## Passage
■ ■ ■ ■ ■
Mignonnerie en devenir
C'est à nouveau sur une petite mignonnerie ancienne que notre choix s'est porté. Chinée pour trois fois rien par Michèle en raison de son piètre état, elle reste malgré tout parfaite dans son rôle de modèle. Il a juste fallu repousser la session de cartonnage de deux mois à cause du troisième confinement ; c'est surprenant de voir à quelle rapidité nous nous sommes accoutumées à vivre en gérant l'imprévu sanitaire et les contretemps qui l'accompagnent.
Ce nécessaire, qui s'enroule sur lui-même en forme de boîte, est emblématique des petits riens de papier qu'on trouvait dans les boîtes à couture à la fin du XIXème siècle. Conçus pour un usage éphémère, ce sont des cartonnages en série de modeste qualité dont la fragilité a rarement résisté aux outrages du temps, pour peu qu'il aient été vraiment utilisés à l'époque et conservés ensuite dans des conditions laissant à désirer.
Nous nous sommes donc laissées tenter par cet ouvrage d'un gabarit réduit -il est large de onze centimètres- mais qui comporte tout un lot de petites difficultés demandant à être sérieusement étudiées. Avantages : pas de gros cartons à manipuler ni de surfaces laborieuses à encoller. Inconvénient : il faut travailler avec une précision plus fine que le millimètre.
■ ■ ■ ■ ■
Entrées issues d'un jeu de données
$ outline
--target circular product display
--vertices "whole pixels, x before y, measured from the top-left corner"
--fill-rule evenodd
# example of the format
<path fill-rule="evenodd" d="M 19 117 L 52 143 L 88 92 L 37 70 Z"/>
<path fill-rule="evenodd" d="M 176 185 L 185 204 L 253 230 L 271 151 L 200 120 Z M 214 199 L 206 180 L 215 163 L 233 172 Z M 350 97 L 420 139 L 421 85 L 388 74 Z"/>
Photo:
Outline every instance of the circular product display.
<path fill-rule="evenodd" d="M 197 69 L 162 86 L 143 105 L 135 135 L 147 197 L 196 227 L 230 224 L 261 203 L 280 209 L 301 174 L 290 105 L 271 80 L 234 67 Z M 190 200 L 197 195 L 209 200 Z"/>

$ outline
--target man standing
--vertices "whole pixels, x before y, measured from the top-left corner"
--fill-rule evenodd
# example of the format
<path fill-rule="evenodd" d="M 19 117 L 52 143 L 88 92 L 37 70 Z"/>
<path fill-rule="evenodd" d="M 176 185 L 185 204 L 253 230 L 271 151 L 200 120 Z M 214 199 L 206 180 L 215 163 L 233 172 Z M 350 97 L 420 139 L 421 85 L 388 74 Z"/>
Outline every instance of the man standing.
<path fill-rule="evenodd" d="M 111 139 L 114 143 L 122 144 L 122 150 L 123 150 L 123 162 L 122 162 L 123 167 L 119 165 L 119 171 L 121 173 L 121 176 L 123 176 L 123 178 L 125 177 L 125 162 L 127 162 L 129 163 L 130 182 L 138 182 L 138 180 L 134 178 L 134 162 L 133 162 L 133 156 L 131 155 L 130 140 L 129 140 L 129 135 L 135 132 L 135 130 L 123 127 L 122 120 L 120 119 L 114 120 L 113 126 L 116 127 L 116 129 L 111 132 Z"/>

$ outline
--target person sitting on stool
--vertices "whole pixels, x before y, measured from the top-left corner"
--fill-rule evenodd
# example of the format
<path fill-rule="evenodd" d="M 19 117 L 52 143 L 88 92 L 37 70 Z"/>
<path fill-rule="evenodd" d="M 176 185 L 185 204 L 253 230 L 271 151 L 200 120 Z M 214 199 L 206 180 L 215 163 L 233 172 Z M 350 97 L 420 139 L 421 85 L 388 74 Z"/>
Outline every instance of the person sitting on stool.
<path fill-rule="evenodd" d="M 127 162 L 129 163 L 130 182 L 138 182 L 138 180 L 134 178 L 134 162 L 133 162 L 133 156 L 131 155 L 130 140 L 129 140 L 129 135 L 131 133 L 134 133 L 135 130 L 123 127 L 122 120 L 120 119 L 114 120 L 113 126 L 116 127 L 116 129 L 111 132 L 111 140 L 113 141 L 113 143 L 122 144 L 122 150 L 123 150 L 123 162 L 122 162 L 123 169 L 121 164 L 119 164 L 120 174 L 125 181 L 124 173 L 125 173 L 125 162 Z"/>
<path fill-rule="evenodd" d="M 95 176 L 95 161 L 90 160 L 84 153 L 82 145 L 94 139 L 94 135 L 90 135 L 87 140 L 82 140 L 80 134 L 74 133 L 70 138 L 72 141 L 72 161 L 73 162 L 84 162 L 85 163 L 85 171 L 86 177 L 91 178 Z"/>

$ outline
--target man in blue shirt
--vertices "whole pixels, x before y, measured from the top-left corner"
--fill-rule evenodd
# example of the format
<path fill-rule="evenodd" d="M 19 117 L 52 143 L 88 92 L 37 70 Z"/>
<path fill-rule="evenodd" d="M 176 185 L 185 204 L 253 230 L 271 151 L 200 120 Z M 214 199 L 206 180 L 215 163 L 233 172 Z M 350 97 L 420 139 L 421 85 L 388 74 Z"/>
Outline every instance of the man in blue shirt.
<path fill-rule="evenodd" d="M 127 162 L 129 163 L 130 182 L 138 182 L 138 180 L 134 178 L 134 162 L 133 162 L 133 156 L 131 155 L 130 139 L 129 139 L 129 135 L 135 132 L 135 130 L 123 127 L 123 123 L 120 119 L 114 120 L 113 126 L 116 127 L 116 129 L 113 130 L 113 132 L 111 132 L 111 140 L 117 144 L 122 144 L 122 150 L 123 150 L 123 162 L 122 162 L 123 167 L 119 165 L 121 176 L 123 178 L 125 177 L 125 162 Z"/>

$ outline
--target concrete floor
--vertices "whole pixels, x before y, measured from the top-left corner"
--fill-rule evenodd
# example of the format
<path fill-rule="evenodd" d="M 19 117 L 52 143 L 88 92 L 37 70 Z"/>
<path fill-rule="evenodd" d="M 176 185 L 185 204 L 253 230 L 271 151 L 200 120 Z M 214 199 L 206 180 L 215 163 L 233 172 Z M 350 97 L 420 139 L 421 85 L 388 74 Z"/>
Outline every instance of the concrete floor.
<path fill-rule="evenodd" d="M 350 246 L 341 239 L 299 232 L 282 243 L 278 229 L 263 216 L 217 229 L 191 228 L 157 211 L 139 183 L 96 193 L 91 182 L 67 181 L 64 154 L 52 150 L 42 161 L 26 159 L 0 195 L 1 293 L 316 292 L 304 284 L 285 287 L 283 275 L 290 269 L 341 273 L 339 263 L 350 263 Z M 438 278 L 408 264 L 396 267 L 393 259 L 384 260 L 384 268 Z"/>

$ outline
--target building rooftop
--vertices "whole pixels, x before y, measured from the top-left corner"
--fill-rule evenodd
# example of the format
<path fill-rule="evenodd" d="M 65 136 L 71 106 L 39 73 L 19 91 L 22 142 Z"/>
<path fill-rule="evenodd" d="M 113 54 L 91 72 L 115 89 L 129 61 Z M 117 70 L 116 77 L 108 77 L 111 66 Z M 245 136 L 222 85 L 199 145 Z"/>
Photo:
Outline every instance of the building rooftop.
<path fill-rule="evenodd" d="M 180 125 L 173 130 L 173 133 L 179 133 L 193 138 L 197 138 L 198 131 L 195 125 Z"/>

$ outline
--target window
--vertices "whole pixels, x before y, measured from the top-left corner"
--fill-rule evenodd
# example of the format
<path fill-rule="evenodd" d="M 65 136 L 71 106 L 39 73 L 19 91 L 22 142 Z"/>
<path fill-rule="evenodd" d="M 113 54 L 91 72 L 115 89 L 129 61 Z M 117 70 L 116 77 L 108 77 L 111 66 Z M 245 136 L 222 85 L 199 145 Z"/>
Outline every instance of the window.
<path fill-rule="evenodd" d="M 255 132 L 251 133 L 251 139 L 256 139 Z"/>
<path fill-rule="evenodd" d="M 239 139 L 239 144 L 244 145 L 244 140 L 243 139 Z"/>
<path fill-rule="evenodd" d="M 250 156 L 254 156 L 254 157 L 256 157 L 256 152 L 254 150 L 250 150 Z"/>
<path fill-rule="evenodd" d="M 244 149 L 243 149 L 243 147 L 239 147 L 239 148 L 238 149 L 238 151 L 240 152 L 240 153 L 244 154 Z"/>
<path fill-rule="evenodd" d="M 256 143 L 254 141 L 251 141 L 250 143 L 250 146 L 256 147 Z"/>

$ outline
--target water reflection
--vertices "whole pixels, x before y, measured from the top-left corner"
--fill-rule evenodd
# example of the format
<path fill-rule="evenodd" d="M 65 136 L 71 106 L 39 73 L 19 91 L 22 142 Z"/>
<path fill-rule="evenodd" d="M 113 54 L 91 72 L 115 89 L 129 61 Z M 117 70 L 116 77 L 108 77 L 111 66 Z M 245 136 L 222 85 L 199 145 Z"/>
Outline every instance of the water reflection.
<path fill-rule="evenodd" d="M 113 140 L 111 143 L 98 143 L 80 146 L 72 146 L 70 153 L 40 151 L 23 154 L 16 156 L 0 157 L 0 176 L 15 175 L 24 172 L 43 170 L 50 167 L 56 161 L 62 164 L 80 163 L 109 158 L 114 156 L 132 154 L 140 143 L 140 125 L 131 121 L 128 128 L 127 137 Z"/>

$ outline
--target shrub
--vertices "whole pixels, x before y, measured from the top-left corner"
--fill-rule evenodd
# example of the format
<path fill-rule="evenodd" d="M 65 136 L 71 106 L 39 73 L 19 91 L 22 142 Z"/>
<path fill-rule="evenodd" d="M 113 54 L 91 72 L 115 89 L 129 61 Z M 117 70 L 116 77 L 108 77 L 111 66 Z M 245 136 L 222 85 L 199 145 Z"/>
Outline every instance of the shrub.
■ ■ ■ ■ ■
## Consignes
**A)** Quelle est la largeur de l'ouvrage indiquée dans le passage sur le nécessaire de couture en carton ?
**B)** Indiquez si chaque affirmation concorde avec le passage sur le nécessaire de couture en carton, en répondant par oui ou par non et en citant les mots décisifs du passage : (i) la session de cartonnage a été repoussée de deux mois à cause du troisième confinement ; (ii) Michèle a payé le nécessaire un prix élevé ; (iii) l'ouvrage oblige à manipuler de gros cartons.
**C)** Poursuivez le passage sur le nécessaire de couture en carton à la suite de sa dernière phrase.

## Réponses par consigne
**A)** Il est large de onze centimètres.

**B)**
(i) Oui : « repousser la session de cartonnage de deux mois à cause du troisième confinement ».
(ii) Non : « Chinée pour trois fois rien par Michèle ».
(iii) Non : « pas de gros cartons à manipuler ».

**C)**
De mon côté, je suis partie dans l'idée que ce serait un prototype car j'ai tout de suite imaginé inscrire tout au long de la version définitive mes treize générations de femmes ; elles m'emmènent jusqu'en 1633 et mon tout premier acte connu, dressé sous le règne de Louis XIII. Je pourrai ainsi évaluer si mon idée est réalisable et si oui, caler la broderie avec précision.
Mais de manière inattendue, mon premier jet sera tout de même plus sophistiqué que prévu. Car en cherchant parmi les tissus susceptibles de convenir à notre projet, j'ai exhumé un morceau d'imprimé fleuri que j'avais complètement oublié, déjà rehaussé de roses au point de poste, de lignes de point de nœud et de bouclettes pour marquer les feuilles.
A quel ouvrage abandonné en cours de route avais-je destiné ce travail préparatoire ? Je suis incapable de me le rappeler. Mais il s'adapte presque miraculeusement à notre projet du jour et se voit donc offrir une inespérée deuxième chance. Sans que nous ne nous soyons concertées, Michèle et moi avons opté pour une fine rayure fleurie que ce cartonnage tout en longueur appelle presque automatiquement ; nous devrions donc finir avec des nécessaires jumeaux.
Les tissus sont choisis, les mesures sont prises après moult palabres et négociations pour rapprocher nos avis parfois divergents, les cartons sont coupés... la suite au prochain épisode !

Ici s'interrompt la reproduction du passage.